• _MATERIAL FOR THE TASK_
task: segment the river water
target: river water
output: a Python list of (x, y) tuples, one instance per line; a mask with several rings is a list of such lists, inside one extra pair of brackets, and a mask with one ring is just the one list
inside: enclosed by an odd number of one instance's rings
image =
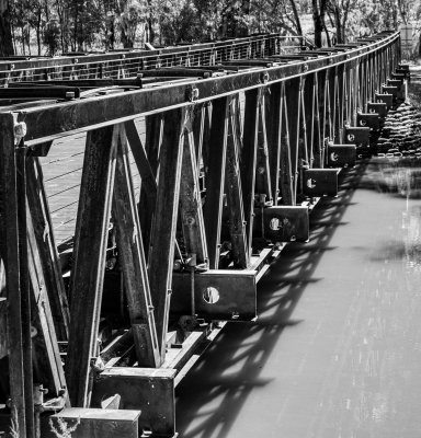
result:
[(421, 161), (396, 160), (342, 174), (259, 283), (259, 320), (181, 382), (181, 438), (421, 437)]

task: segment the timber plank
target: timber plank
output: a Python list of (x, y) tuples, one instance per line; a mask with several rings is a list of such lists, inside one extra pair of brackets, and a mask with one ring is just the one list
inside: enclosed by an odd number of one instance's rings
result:
[(298, 157), (300, 134), (300, 107), (301, 107), (301, 78), (289, 79), (285, 87), (286, 107), (288, 112), (289, 153), (293, 177), (293, 204), (296, 203), (298, 185)]
[(156, 309), (158, 346), (161, 353), (161, 360), (163, 360), (166, 353), (171, 297), (184, 122), (185, 110), (173, 110), (163, 113), (159, 184), (150, 238), (148, 275), (152, 303)]
[(281, 118), (281, 151), (280, 151), (280, 163), (281, 163), (281, 175), (280, 175), (280, 187), (283, 205), (295, 205), (296, 204), (296, 192), (294, 191), (294, 178), (293, 165), (291, 158), (291, 142), (289, 142), (289, 116), (287, 108), (287, 96), (285, 93), (285, 84), (282, 84), (282, 118)]
[(0, 187), (1, 198), (7, 199), (1, 211), (1, 254), (4, 261), (7, 278), (8, 307), (8, 347), (9, 376), (12, 412), (20, 438), (26, 437), (26, 418), (24, 404), (24, 372), (22, 345), (21, 285), (19, 275), (19, 234), (18, 234), (18, 194), (16, 159), (14, 152), (14, 119), (12, 114), (0, 114)]
[(266, 127), (268, 151), (271, 172), (271, 191), (273, 205), (276, 206), (280, 196), (280, 161), (281, 161), (281, 127), (282, 127), (282, 85), (275, 83), (270, 88), (270, 96), (266, 100)]
[(192, 113), (186, 123), (180, 186), (180, 214), (183, 228), (185, 252), (195, 254), (198, 264), (208, 260), (205, 226), (202, 211), (202, 196), (198, 184), (197, 158), (193, 131)]
[(73, 406), (89, 406), (90, 369), (98, 356), (98, 327), (105, 269), (117, 130), (92, 130), (87, 136), (83, 175), (71, 273), (71, 325), (66, 377)]
[(207, 155), (206, 200), (204, 220), (206, 228), (209, 268), (219, 264), (220, 228), (223, 217), (225, 162), (227, 152), (228, 97), (213, 102), (209, 150)]
[(258, 162), (258, 136), (260, 118), (260, 100), (262, 90), (250, 90), (246, 92), (246, 108), (243, 118), (243, 148), (241, 154), (241, 184), (242, 203), (244, 206), (246, 230), (248, 238), (248, 253), (251, 254), (253, 216), (254, 216), (254, 192), (255, 192), (255, 166)]
[(124, 129), (121, 127), (116, 157), (113, 219), (125, 283), (128, 312), (139, 366), (159, 364), (158, 338), (150, 297), (144, 243), (128, 163)]
[(229, 234), (231, 239), (231, 254), (235, 267), (246, 268), (249, 263), (247, 246), (244, 208), (240, 177), (240, 150), (238, 134), (238, 95), (229, 104), (229, 129), (227, 138), (227, 160), (225, 171), (225, 191), (229, 215)]
[(59, 341), (67, 341), (70, 324), (69, 304), (62, 281), (48, 200), (44, 188), (43, 172), (36, 158), (27, 158), (26, 173), (29, 208), (42, 263), (43, 280), (47, 289), (56, 333)]

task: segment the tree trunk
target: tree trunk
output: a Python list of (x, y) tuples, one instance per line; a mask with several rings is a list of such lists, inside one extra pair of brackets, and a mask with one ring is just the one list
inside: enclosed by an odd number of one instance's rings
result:
[(315, 23), (315, 45), (316, 47), (321, 47), (321, 33), (325, 28), (325, 1), (320, 0), (320, 8), (318, 5), (318, 0), (311, 0), (312, 4), (312, 21)]
[(14, 55), (9, 0), (0, 0), (0, 56)]
[(294, 13), (294, 20), (297, 26), (297, 33), (299, 36), (303, 36), (303, 28), (301, 28), (301, 22), (299, 20), (299, 14), (297, 11), (297, 5), (295, 4), (295, 0), (289, 0), (291, 7), (293, 8), (293, 13)]

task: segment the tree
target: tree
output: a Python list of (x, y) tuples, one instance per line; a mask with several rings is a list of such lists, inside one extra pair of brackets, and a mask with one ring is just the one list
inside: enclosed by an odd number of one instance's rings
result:
[[(315, 45), (316, 47), (322, 46), (322, 32), (326, 31), (325, 15), (327, 11), (327, 0), (312, 0), (312, 22), (315, 24)], [(326, 32), (328, 38), (328, 45), (330, 46), (330, 38), (328, 32)]]
[(0, 56), (14, 55), (9, 0), (0, 0)]

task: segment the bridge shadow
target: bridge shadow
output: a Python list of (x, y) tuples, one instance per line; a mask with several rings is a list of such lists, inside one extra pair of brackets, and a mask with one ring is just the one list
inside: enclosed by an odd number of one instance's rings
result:
[[(310, 217), (310, 242), (288, 245), (258, 286), (259, 319), (230, 323), (177, 389), (177, 429), (180, 438), (229, 438), (232, 425), (253, 390), (271, 384), (262, 377), (264, 364), (293, 318), (309, 284), (319, 281), (315, 269), (342, 222), (367, 162), (341, 174), (337, 198), (323, 198)], [(282, 367), (282, 362), (280, 364)], [(280, 394), (280, 399), (282, 394)], [(270, 408), (270, 407), (269, 407)], [(259, 422), (255, 413), (255, 422)], [(242, 426), (244, 428), (244, 426)], [(243, 436), (248, 436), (247, 434)]]

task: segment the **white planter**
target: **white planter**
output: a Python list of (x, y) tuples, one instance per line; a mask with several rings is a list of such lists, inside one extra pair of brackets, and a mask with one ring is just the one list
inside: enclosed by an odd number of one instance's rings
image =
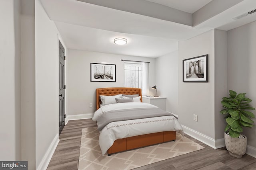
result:
[(224, 133), (225, 144), (229, 154), (236, 158), (241, 158), (245, 153), (247, 146), (247, 138), (243, 135), (244, 138), (233, 138)]

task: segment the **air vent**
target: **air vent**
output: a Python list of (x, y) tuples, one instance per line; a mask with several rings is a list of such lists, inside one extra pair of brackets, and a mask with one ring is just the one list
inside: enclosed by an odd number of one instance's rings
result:
[(256, 12), (256, 9), (255, 9), (255, 10), (253, 10), (252, 11), (250, 11), (250, 12), (247, 12), (247, 14), (252, 14), (254, 13), (255, 12)]
[(246, 12), (246, 13), (243, 14), (242, 15), (240, 15), (239, 16), (238, 16), (236, 17), (233, 18), (233, 19), (235, 20), (239, 20), (242, 18), (244, 18), (249, 15), (250, 15), (252, 14), (253, 14), (255, 12), (256, 12), (256, 9), (253, 10), (252, 10), (251, 11), (249, 11), (249, 12)]

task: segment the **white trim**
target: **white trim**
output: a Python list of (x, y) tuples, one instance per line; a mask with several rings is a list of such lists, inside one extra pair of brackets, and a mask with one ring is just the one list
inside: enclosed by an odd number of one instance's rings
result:
[(170, 113), (171, 114), (172, 114), (173, 115), (174, 115), (174, 116), (176, 116), (177, 117), (179, 117), (179, 116), (178, 116), (177, 115), (174, 114), (174, 113), (173, 113), (172, 112), (170, 112), (170, 111), (166, 111), (168, 113)]
[(80, 120), (85, 119), (92, 119), (93, 113), (85, 113), (80, 115), (68, 115), (65, 119), (65, 125), (66, 125), (68, 121), (72, 120)]
[(256, 158), (256, 148), (247, 145), (246, 153), (250, 156)]
[(182, 125), (184, 133), (214, 149), (225, 147), (224, 138), (215, 140), (192, 129)]
[(40, 164), (37, 167), (37, 170), (46, 170), (59, 141), (59, 134), (57, 133), (48, 148)]

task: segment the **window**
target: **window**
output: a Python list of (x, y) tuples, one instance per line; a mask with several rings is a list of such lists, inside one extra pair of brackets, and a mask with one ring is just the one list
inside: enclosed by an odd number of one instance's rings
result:
[(141, 63), (124, 63), (124, 86), (141, 88)]
[(143, 96), (148, 92), (148, 63), (125, 62), (124, 86), (140, 88)]

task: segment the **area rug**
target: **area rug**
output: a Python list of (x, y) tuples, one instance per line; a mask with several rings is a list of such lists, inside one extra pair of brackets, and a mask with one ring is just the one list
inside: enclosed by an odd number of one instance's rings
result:
[(112, 154), (102, 156), (96, 127), (83, 129), (78, 170), (127, 170), (204, 148), (176, 133), (171, 141)]

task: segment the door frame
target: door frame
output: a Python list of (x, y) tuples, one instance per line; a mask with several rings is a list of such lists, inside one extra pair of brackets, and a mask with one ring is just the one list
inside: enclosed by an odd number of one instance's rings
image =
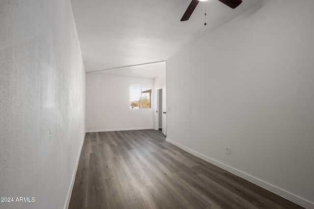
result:
[[(165, 89), (166, 86), (164, 86), (162, 87), (160, 87), (160, 88), (157, 88), (156, 89), (155, 89), (155, 93), (156, 93), (156, 109), (155, 110), (155, 111), (154, 112), (154, 114), (155, 116), (155, 125), (154, 127), (154, 129), (156, 130), (159, 130), (159, 91), (160, 90), (162, 90), (163, 88), (165, 88)], [(161, 111), (162, 111), (162, 110), (161, 110)]]

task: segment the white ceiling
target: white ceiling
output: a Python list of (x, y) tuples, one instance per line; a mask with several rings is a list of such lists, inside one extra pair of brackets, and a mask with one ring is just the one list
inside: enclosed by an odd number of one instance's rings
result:
[(114, 74), (139, 68), (119, 68), (139, 65), (142, 69), (143, 64), (166, 60), (261, 0), (243, 0), (232, 9), (217, 0), (209, 0), (206, 26), (202, 2), (185, 22), (180, 19), (191, 0), (71, 2), (85, 71), (112, 69)]

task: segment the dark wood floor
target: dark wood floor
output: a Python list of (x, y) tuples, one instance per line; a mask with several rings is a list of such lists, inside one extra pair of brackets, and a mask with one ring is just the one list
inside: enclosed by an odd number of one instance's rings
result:
[(303, 208), (145, 130), (86, 134), (69, 208)]

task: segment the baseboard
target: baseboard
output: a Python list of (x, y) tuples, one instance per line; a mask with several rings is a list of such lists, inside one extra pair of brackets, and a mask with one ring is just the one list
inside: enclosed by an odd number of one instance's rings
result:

• _WORK TO DO_
Update the stretch from "task: segment the **air vent**" through "11), (249, 12)]", replacing "air vent" with "wall vent" and leaving everything else unchanged. Return only those lines.

• _TASK OUTPUT_
task: segment the **wall vent**
target: **wall vent**
output: a Python list of (x, y) tuples, one instance per line; a mask with several rings is a list of such lists, inside one extra pair of brackets, and a mask with one ring is just the one list
inside: enclosed by an odd number of one instance's rings
result:
[(256, 12), (256, 9), (255, 9), (255, 10), (253, 10), (252, 11), (250, 11), (250, 12), (247, 12), (247, 14), (252, 14), (254, 13), (255, 12)]
[(246, 12), (246, 13), (243, 14), (242, 15), (240, 15), (239, 16), (238, 16), (236, 17), (233, 18), (233, 19), (235, 20), (239, 20), (242, 18), (244, 18), (249, 15), (250, 15), (252, 14), (253, 14), (255, 12), (256, 12), (256, 9), (253, 10), (252, 10), (251, 11), (249, 11), (249, 12)]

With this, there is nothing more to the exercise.